**TASK STATEMENT:**
Copy the lines below word for word, leaving out the pictures.

**GIVEN ENTRIES:**
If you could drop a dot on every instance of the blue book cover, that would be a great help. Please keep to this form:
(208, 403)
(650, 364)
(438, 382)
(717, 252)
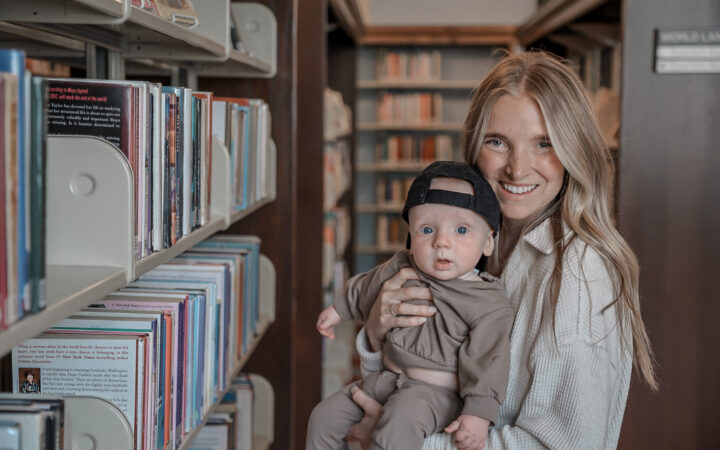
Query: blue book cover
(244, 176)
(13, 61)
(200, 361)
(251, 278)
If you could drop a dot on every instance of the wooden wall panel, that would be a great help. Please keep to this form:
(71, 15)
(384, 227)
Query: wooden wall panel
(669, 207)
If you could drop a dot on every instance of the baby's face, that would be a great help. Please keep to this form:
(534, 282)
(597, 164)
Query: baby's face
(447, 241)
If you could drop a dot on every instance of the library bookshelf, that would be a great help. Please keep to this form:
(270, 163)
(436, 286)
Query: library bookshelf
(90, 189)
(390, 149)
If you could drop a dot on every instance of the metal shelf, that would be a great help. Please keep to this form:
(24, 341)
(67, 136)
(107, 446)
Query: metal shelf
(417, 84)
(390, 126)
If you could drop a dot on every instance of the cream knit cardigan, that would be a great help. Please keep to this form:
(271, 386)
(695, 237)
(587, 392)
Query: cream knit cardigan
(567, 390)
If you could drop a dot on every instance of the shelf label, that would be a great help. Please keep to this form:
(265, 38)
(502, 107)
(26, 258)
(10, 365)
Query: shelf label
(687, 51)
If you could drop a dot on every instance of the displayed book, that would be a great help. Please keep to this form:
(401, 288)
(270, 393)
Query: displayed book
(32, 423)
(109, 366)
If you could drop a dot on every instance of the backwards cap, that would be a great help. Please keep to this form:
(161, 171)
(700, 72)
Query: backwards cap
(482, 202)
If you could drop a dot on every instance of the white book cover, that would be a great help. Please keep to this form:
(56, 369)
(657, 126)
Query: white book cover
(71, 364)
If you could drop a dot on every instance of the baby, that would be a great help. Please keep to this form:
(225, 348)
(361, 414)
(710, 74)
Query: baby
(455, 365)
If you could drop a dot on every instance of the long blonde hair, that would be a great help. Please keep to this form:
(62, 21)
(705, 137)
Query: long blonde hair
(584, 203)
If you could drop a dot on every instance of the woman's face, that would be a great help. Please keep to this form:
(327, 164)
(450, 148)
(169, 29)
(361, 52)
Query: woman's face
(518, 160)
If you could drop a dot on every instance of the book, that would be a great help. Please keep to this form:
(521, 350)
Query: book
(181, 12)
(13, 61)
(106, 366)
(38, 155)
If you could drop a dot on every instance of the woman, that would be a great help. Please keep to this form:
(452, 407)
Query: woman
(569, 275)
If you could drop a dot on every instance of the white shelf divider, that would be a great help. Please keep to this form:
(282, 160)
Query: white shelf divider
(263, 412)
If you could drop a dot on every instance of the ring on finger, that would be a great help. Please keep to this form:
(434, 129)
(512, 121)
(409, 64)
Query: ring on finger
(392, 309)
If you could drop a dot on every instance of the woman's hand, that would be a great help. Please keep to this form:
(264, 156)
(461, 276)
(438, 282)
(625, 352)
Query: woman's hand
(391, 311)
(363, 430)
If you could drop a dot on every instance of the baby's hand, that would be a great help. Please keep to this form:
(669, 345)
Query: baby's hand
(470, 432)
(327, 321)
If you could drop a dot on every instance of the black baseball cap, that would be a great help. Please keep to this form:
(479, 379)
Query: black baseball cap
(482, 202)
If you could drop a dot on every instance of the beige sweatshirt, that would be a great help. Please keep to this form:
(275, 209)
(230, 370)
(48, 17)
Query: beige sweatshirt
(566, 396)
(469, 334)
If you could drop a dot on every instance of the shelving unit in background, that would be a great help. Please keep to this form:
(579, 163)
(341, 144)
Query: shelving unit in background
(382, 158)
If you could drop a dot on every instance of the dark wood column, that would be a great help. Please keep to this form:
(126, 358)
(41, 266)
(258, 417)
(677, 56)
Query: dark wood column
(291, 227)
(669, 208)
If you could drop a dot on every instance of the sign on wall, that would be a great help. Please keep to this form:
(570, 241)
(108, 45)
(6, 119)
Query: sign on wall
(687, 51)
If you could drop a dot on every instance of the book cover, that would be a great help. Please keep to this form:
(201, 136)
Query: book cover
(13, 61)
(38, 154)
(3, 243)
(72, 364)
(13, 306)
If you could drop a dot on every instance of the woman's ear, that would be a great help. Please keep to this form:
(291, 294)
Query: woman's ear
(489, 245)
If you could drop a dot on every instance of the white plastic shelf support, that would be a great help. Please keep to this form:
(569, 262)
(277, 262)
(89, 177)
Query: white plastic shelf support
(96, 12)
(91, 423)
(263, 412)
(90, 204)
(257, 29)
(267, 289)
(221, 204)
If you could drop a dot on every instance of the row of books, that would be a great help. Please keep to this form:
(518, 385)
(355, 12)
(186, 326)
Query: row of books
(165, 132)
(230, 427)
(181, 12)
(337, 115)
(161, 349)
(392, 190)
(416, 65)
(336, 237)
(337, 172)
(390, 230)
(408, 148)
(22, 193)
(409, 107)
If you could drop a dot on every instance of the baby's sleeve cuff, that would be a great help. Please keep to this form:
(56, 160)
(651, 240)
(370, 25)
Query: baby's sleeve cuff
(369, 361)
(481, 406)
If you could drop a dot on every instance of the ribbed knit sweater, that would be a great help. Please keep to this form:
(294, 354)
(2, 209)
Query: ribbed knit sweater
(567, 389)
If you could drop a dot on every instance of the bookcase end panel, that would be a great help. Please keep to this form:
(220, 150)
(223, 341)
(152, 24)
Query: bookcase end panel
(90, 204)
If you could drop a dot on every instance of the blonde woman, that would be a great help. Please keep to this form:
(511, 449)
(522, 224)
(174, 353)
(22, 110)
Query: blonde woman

**FINISHED TASK:**
If you could drop a dot on every instance of the blue book cover, that would be a great help. Please keep to this form:
(208, 403)
(650, 364)
(438, 382)
(717, 252)
Query: blue book cover
(244, 176)
(13, 61)
(200, 361)
(251, 278)
If you could drop a dot on every instance of the wooden wall panel, that would be a great help. Please keep to this form:
(71, 15)
(384, 227)
Query: wooden wall panel
(669, 207)
If you could drop a dot on every instance of the baby's face, that would be a great help. Please keep to this form:
(534, 282)
(597, 164)
Query: baby's face
(447, 241)
If you could drop a dot on every instance of the library bookshelf, that would be a great help. Please keep to this form:
(270, 163)
(436, 286)
Query: library bookshelf
(90, 189)
(390, 149)
If you could drop a dot on every instance of the metal shelf, that would be a great help. Please keep to this form:
(24, 341)
(67, 136)
(107, 446)
Query: metal shelf
(417, 84)
(390, 126)
If you could drop a dot on every instance of the cream knit cardigan, that would be a great help. Please keep to this form:
(271, 386)
(695, 237)
(587, 392)
Query: cream knit cardigan
(567, 390)
If you could drop a dot on every instance of the shelf label, that would be a great help. Please keep to this form:
(265, 38)
(502, 107)
(26, 258)
(10, 365)
Query: shelf label
(687, 51)
If you could drop a dot on every instance of the displayed book, that would be a great help. Please keep to this form:
(401, 288)
(270, 393)
Query: displayed book
(32, 423)
(109, 366)
If you could drop a dot on every instance of the backwards cap, that would be a great help. Please keep to this form:
(161, 171)
(700, 72)
Query: backwards cap
(482, 202)
If you could drop a dot on every instance of the white book cover, that would be a great help. Please keep to this form:
(56, 369)
(657, 126)
Query: white book cover
(71, 364)
If you could drop a dot on every instance of the baby, that would be a great help. Please keep to this form:
(225, 348)
(361, 414)
(710, 74)
Query: baby
(455, 365)
If you could drop a dot on every instance of the long blonde hair, that would be a great help. Please keep to this form:
(62, 21)
(705, 137)
Query: long blonde hair
(584, 203)
If you could drop a dot on every instance of the woman's face, that would be a great help. Please keep to this form:
(327, 164)
(450, 148)
(169, 29)
(361, 52)
Query: woman's face
(518, 160)
If you could drop a dot on every instance of the book, that would be a great help. Please keep to this form:
(521, 350)
Query: book
(181, 12)
(13, 61)
(106, 366)
(38, 155)
If you could drop a dot on every instance of the woman, that would be a great help. Please keep to this form:
(452, 407)
Query: woman
(569, 275)
If you could drop a dot on every instance of the white shelf divider, that would be a great help. Please keep to this form:
(282, 160)
Query: white shelf divider
(263, 412)
If you could drop a dot on every instance of the ring on finger, that would be a great help. Please keep to this form:
(434, 129)
(512, 121)
(409, 64)
Query: ring on finger
(392, 309)
If you could drop a dot on every instance of the woman's hand, that would be a great help. Please keep to this form:
(264, 156)
(461, 276)
(438, 282)
(625, 352)
Query: woman's hand
(391, 311)
(363, 430)
If you could drop a dot on every instance of the baby's hand, that would be a great help. Please keep to this form:
(669, 345)
Query: baby's hand
(470, 432)
(327, 321)
If you could drop a dot on every instance of the black baseball cap, that would be a great help. Please keep to this form:
(479, 379)
Query: black baseball cap
(482, 202)
If you could drop a dot on every instance of the beige sweatshirt, that would be a great help. Please keep to this form:
(275, 209)
(230, 370)
(48, 17)
Query: beige sweatshirt
(566, 396)
(469, 334)
If you could drop a dot on every instance of the shelving unit in background, that would be a great help. Please keep to this form:
(579, 163)
(341, 144)
Query: shelving unit in background
(382, 158)
If you could drop a dot on every instance of the dark wood column, that would be a great help. Please keep to this form:
(126, 358)
(41, 266)
(258, 417)
(677, 56)
Query: dark wood column
(291, 227)
(669, 208)
If you could drop a dot on every instance of the sign on wall, that would be a great help. Please keep to this form:
(570, 241)
(108, 45)
(6, 119)
Query: sign on wall
(687, 51)
If you could drop a dot on every instance of the book cover, that would be a great help. Please keep to this form:
(201, 136)
Query: book cover
(13, 61)
(38, 154)
(3, 243)
(72, 364)
(13, 306)
If you could drop a dot on every instance of the woman's ear, that would be a great help. Please keep to this form:
(291, 294)
Query: woman's ear
(489, 245)
If you could drop a dot on every instance of the white plastic shelf support, that would be a great help. Please keep to this form:
(569, 262)
(277, 262)
(89, 177)
Query: white plastic shelf support
(96, 12)
(91, 423)
(263, 412)
(90, 204)
(257, 29)
(267, 289)
(221, 204)
If you could drop a dot on every instance of the row of books, that would be a great help. Please keep to this form:
(518, 385)
(355, 12)
(186, 326)
Query: row of books
(165, 132)
(230, 427)
(181, 12)
(337, 115)
(161, 349)
(392, 190)
(416, 65)
(336, 237)
(337, 172)
(390, 230)
(408, 148)
(22, 193)
(409, 107)
If you could drop a dot on every instance of the baby's sleeve cuff, that would be a great help. Please keep to this form:
(56, 160)
(651, 240)
(370, 25)
Query: baby's sleeve cuff
(369, 361)
(481, 406)
If you could drop a dot on every instance of the ribbed knit sweater, that would be a great help. Please keep to this form:
(294, 354)
(2, 209)
Query: ribbed knit sweater
(567, 389)
If you could drop a dot on every instance of the bookcase end panel, that would be a great help. Please keep to this form:
(220, 150)
(223, 341)
(152, 24)
Query: bookcase end panel
(90, 204)
If you could drop a dot on every instance of the blonde woman, that would be a great help. Please keep to this form:
(511, 449)
(522, 224)
(174, 353)
(22, 110)
Query: blonde woman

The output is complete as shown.